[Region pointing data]
▬▬▬▬▬▬
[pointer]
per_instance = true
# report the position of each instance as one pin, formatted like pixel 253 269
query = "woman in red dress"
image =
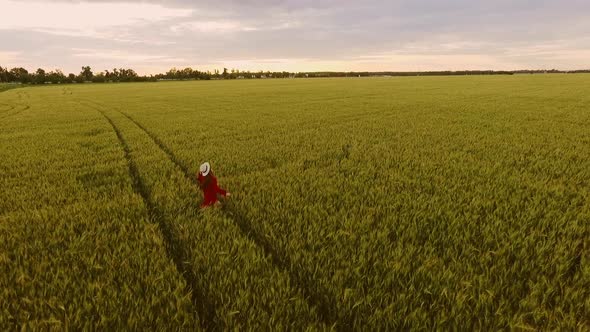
pixel 208 183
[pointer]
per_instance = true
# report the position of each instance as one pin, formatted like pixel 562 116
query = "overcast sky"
pixel 296 35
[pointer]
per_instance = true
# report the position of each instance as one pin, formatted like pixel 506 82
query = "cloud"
pixel 299 34
pixel 84 17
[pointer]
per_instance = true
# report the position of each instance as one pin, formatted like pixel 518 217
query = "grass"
pixel 390 203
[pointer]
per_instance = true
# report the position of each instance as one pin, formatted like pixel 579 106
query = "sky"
pixel 295 35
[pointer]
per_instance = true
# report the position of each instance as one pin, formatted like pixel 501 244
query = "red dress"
pixel 210 189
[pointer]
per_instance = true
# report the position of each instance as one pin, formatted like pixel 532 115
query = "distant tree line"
pixel 40 76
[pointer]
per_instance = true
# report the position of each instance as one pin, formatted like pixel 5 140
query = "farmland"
pixel 364 204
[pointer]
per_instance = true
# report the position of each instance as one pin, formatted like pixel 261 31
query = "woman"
pixel 208 183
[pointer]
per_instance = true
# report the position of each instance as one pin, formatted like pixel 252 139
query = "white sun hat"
pixel 205 168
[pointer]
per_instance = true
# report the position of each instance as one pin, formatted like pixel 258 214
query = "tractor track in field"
pixel 4 116
pixel 319 299
pixel 173 248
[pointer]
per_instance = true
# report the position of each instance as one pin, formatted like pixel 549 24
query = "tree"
pixel 20 75
pixel 86 73
pixel 56 77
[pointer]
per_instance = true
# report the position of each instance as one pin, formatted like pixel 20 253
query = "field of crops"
pixel 364 204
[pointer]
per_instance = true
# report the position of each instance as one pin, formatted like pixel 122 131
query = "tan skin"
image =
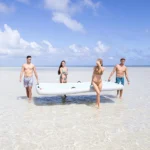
pixel 27 70
pixel 63 68
pixel 120 70
pixel 97 82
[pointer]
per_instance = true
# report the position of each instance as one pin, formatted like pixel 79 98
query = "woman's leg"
pixel 100 89
pixel 96 88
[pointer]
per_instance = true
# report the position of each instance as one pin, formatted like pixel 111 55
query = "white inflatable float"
pixel 73 88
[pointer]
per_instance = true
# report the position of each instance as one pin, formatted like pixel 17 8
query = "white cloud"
pixel 6 9
pixel 90 3
pixel 11 43
pixel 57 5
pixel 68 21
pixel 63 10
pixel 101 48
pixel 24 1
pixel 79 50
pixel 51 49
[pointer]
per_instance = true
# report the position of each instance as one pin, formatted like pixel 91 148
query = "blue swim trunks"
pixel 120 80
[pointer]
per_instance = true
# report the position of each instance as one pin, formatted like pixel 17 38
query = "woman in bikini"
▬▬▬▬▬▬
• What needs to be done:
The answer should contain nothing but the lines from the top of the data above through the line containing "pixel 549 24", copied exactly, with no images.

• Result:
[pointer]
per_instance = true
# report the position of each instance as one pin, formatted like pixel 253 269
query = "woman in red dress"
image =
pixel 208 183
[pointer]
per_instance = true
# report the position of each instance as one pin, formatted like pixel 562 116
query = "overcast sky"
pixel 296 35
[pointer]
per_instance = true
# report the position of each instance as one pin, formatted like pixel 506 82
query = "cloud"
pixel 299 34
pixel 84 17
[pointer]
per_instance = true
# report the position of each instance as one pin, formatted like pixel 518 217
query = "grass"
pixel 390 203
[pointer]
per_instance = true
# report the position of each instance as one pin, formatted like pixel 579 106
query = "sky"
pixel 295 35
[pointer]
per_instance = true
# report the position of each instance as one pin, formatted like pixel 501 244
query = "red dress"
pixel 210 189
[pointer]
per_instance = true
# report the position of each instance as one pin, formatted like pixel 532 115
query = "distant tree line"
pixel 40 76
[pointer]
per_instance = true
# report the position of each instance as one pin, formatted like pixel 5 140
query = "farmland"
pixel 364 204
[pointer]
per_instance = true
# report the position of each instance as one pin, formatted like pixel 261 31
query = "woman"
pixel 208 183
[pointer]
per_instance = true
# report the position of each instance as one pin, formatted like pixel 252 139
query = "white sun hat"
pixel 205 168
[pointer]
per_instance = true
# report the position of each instance as one pin, formatted like pixel 258 214
query = "tractor track in field"
pixel 4 116
pixel 319 299
pixel 173 248
[pointer]
per_instance = true
# report the position of each instance as one pin, formatted like pixel 549 24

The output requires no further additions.